STATED TASK –
Write the line that includes "I would be grateful if you could indicate the man's raised" and all subsequent lines, exactly as written, and nothing more.

RECORDS FOR THE TASK –
[Start]

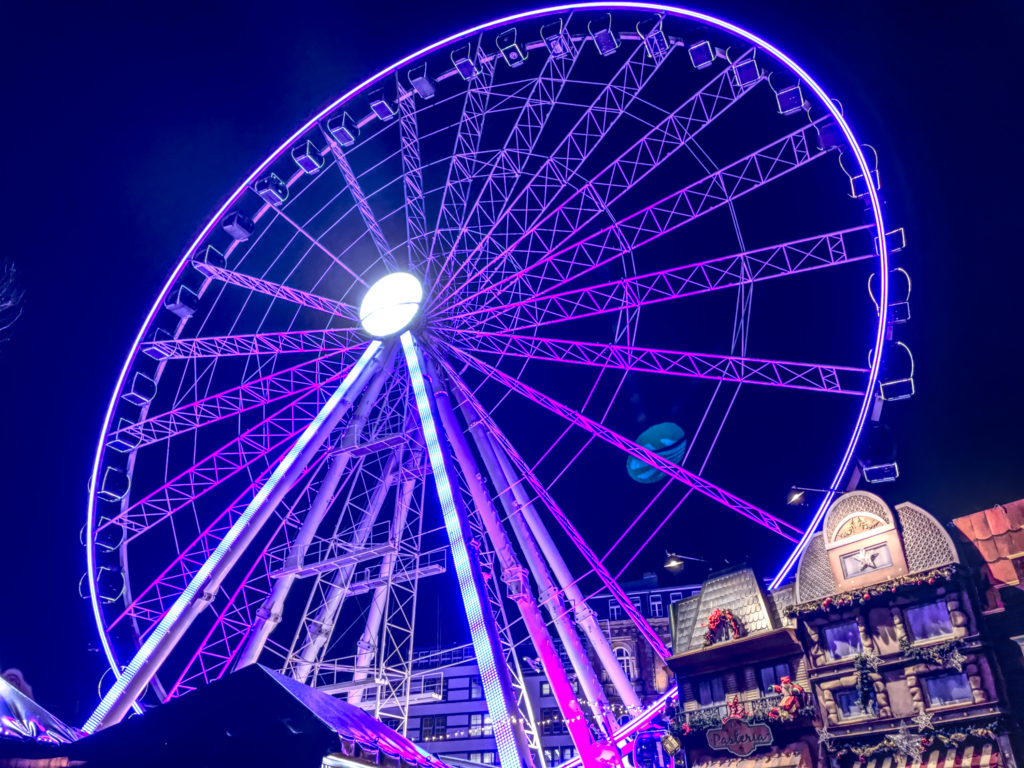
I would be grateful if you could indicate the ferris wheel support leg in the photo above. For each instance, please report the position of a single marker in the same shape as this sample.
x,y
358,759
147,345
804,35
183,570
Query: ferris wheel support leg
x,y
269,612
200,591
367,645
584,615
517,580
513,751
549,593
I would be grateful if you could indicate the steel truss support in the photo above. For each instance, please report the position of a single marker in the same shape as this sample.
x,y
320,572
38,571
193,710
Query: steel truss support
x,y
343,339
513,748
549,595
556,171
278,291
714,274
844,380
748,510
541,238
485,431
516,580
269,613
205,584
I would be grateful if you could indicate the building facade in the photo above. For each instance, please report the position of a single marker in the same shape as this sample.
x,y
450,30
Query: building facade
x,y
451,718
896,657
742,677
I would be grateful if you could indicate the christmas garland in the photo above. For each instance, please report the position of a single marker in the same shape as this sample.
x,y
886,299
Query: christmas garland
x,y
721,617
942,654
931,738
886,589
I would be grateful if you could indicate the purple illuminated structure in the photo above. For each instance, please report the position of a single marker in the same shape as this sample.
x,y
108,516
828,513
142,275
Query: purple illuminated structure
x,y
573,232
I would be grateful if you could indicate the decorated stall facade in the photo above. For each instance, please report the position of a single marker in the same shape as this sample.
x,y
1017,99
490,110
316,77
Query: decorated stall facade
x,y
742,678
896,658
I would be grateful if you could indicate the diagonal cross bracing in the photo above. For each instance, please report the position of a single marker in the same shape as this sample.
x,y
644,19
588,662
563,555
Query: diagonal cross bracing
x,y
278,291
574,147
717,367
509,164
783,528
541,237
293,381
752,172
465,162
416,214
666,285
342,339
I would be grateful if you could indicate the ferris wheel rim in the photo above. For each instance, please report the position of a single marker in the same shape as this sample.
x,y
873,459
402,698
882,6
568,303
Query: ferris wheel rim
x,y
629,5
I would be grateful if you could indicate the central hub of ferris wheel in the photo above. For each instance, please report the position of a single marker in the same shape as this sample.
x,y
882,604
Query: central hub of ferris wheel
x,y
391,304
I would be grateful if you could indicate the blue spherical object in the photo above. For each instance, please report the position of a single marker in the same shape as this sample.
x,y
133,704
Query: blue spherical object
x,y
668,440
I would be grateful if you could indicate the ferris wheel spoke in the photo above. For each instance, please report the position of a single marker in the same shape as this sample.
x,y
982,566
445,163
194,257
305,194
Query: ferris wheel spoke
x,y
553,175
418,242
518,147
338,339
748,510
840,379
256,443
464,166
291,382
840,247
567,218
276,290
366,212
647,224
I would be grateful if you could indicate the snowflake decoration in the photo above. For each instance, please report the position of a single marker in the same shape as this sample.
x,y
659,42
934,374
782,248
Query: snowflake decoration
x,y
923,721
906,744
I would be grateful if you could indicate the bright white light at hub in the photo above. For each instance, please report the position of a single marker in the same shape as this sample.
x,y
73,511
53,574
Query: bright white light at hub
x,y
390,304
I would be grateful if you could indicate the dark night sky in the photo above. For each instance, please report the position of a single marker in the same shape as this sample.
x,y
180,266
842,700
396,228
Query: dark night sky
x,y
127,127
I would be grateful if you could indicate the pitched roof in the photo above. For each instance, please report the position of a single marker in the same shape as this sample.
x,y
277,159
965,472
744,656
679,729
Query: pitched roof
x,y
997,535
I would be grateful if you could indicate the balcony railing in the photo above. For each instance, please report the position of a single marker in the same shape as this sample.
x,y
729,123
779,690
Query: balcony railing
x,y
757,710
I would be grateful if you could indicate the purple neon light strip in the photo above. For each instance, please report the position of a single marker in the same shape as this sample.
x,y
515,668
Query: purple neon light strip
x,y
501,717
646,6
199,581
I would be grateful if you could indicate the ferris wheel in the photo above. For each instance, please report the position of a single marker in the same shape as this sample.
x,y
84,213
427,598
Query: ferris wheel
x,y
414,349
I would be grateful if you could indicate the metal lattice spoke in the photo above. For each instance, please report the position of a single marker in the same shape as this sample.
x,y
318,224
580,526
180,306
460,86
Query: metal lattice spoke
x,y
555,227
783,528
252,344
642,290
839,379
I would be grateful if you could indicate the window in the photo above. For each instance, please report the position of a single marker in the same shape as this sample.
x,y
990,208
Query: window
x,y
865,560
551,722
929,621
479,725
656,610
711,691
625,658
842,640
772,675
433,726
947,689
849,705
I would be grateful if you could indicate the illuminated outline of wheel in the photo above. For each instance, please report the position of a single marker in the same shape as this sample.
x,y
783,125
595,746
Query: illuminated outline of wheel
x,y
494,269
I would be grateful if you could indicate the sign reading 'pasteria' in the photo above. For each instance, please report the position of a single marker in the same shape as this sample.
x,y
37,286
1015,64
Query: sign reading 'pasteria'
x,y
739,736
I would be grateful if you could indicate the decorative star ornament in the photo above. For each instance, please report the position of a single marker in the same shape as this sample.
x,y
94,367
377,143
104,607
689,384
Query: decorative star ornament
x,y
923,721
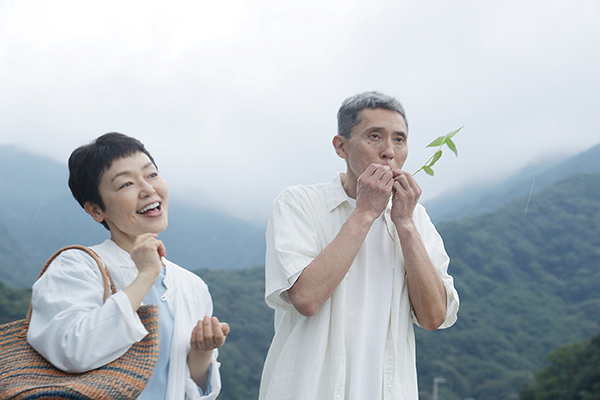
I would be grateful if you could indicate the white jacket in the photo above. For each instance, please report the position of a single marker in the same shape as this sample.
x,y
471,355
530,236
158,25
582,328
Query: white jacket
x,y
74,330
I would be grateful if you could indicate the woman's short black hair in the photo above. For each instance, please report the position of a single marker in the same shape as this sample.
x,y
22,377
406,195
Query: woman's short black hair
x,y
87,164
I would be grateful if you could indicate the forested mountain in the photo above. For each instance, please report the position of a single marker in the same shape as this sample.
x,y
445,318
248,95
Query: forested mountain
x,y
573,373
528,276
473,200
40,216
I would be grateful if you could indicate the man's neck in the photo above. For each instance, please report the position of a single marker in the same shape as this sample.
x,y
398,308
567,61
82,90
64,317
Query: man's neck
x,y
349,184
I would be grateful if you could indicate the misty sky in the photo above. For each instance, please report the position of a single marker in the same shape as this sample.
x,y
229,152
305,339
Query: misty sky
x,y
237,99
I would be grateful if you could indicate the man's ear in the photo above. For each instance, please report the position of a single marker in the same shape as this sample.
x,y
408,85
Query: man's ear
x,y
94,210
339,143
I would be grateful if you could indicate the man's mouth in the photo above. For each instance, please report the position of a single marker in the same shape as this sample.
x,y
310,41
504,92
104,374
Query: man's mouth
x,y
149,207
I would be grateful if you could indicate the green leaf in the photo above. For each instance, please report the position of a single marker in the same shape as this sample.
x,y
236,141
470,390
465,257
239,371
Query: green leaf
x,y
452,146
436,157
437,142
451,134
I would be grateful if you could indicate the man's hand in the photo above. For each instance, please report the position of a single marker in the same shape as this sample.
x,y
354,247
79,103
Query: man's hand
x,y
373,189
406,196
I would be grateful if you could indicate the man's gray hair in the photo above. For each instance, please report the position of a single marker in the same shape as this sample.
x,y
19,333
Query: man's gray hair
x,y
349,112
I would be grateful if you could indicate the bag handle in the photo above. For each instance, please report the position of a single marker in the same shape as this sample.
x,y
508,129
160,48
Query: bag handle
x,y
106,278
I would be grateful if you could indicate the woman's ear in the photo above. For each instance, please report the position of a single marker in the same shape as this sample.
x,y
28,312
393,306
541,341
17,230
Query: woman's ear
x,y
338,143
94,210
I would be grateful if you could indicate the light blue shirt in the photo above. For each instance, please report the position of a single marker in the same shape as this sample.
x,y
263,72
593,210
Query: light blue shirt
x,y
156,388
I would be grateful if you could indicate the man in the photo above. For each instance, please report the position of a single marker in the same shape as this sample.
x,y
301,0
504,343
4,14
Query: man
x,y
351,265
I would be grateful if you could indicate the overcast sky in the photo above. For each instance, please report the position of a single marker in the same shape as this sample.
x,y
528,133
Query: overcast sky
x,y
237,99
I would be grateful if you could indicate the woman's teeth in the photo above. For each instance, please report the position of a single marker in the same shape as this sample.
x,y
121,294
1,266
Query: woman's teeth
x,y
148,207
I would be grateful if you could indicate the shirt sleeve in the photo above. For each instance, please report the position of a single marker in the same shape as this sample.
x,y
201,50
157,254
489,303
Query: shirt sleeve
x,y
70,325
291,244
435,248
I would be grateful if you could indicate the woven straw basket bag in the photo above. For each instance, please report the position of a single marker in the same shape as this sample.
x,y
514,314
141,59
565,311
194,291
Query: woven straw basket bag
x,y
25,374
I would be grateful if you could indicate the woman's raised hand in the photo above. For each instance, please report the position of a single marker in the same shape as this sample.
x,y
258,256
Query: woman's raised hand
x,y
209,334
147,252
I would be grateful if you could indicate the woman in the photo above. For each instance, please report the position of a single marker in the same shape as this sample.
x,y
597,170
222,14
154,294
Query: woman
x,y
116,181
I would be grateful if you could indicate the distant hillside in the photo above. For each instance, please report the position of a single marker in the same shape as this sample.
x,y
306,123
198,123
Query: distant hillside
x,y
16,265
39,213
473,200
528,282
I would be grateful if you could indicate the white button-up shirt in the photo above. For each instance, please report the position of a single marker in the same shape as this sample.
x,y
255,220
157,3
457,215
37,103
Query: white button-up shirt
x,y
307,358
74,330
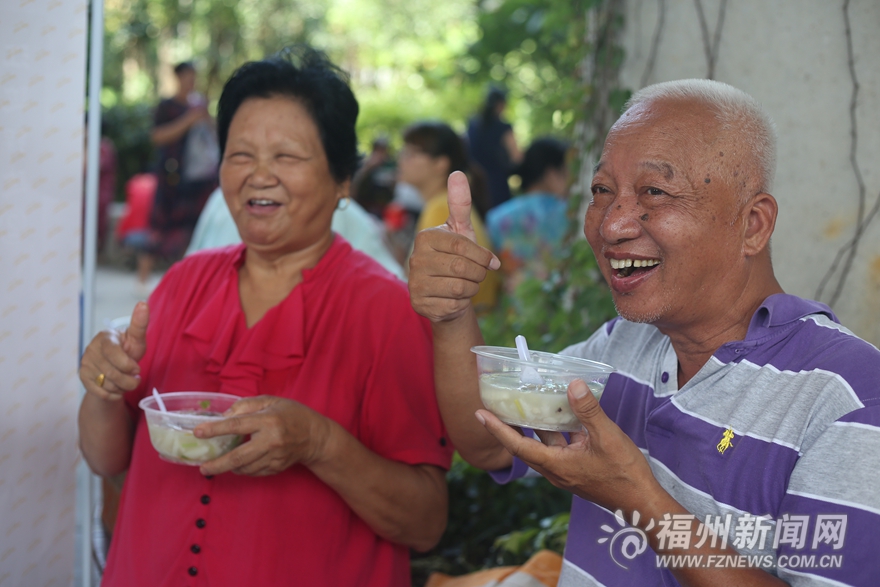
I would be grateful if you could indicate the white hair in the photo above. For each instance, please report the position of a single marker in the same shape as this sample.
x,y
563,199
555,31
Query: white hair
x,y
737,112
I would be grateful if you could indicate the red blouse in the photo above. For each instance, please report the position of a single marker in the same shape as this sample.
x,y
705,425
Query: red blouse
x,y
346,343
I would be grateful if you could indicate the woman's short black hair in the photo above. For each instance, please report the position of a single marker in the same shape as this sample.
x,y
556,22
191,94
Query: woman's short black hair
x,y
543,154
307,76
183,66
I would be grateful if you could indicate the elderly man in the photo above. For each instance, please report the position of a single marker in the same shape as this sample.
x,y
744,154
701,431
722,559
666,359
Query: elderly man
x,y
739,438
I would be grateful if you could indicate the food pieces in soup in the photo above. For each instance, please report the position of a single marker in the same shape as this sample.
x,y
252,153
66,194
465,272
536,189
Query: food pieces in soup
x,y
179,445
543,407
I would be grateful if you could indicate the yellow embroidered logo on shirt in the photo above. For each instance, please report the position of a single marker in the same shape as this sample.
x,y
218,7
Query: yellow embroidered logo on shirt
x,y
725,442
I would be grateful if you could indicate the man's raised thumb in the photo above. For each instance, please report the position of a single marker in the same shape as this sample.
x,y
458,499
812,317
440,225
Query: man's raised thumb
x,y
459,200
585,405
136,334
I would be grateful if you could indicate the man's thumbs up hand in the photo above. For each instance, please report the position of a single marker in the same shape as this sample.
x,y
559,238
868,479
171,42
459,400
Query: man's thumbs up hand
x,y
134,340
109,365
459,200
447,265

[End]

EXERCISE RESPONSE –
I would be grateful if you could indicate the man's raised thumb in the photo above. For each instance, please report the position of a single marker in the same shape as this sample.
x,y
458,499
812,317
440,225
Query: man's raised thumb
x,y
459,200
585,405
136,334
I would be grateful if you could indicate the man's thumbs up hand in the photo above. For each instance, please report the position of a single marker in the same shape as this sample.
x,y
559,238
868,479
171,42
459,400
Query: man's thumbs up hand
x,y
134,340
109,365
459,200
447,265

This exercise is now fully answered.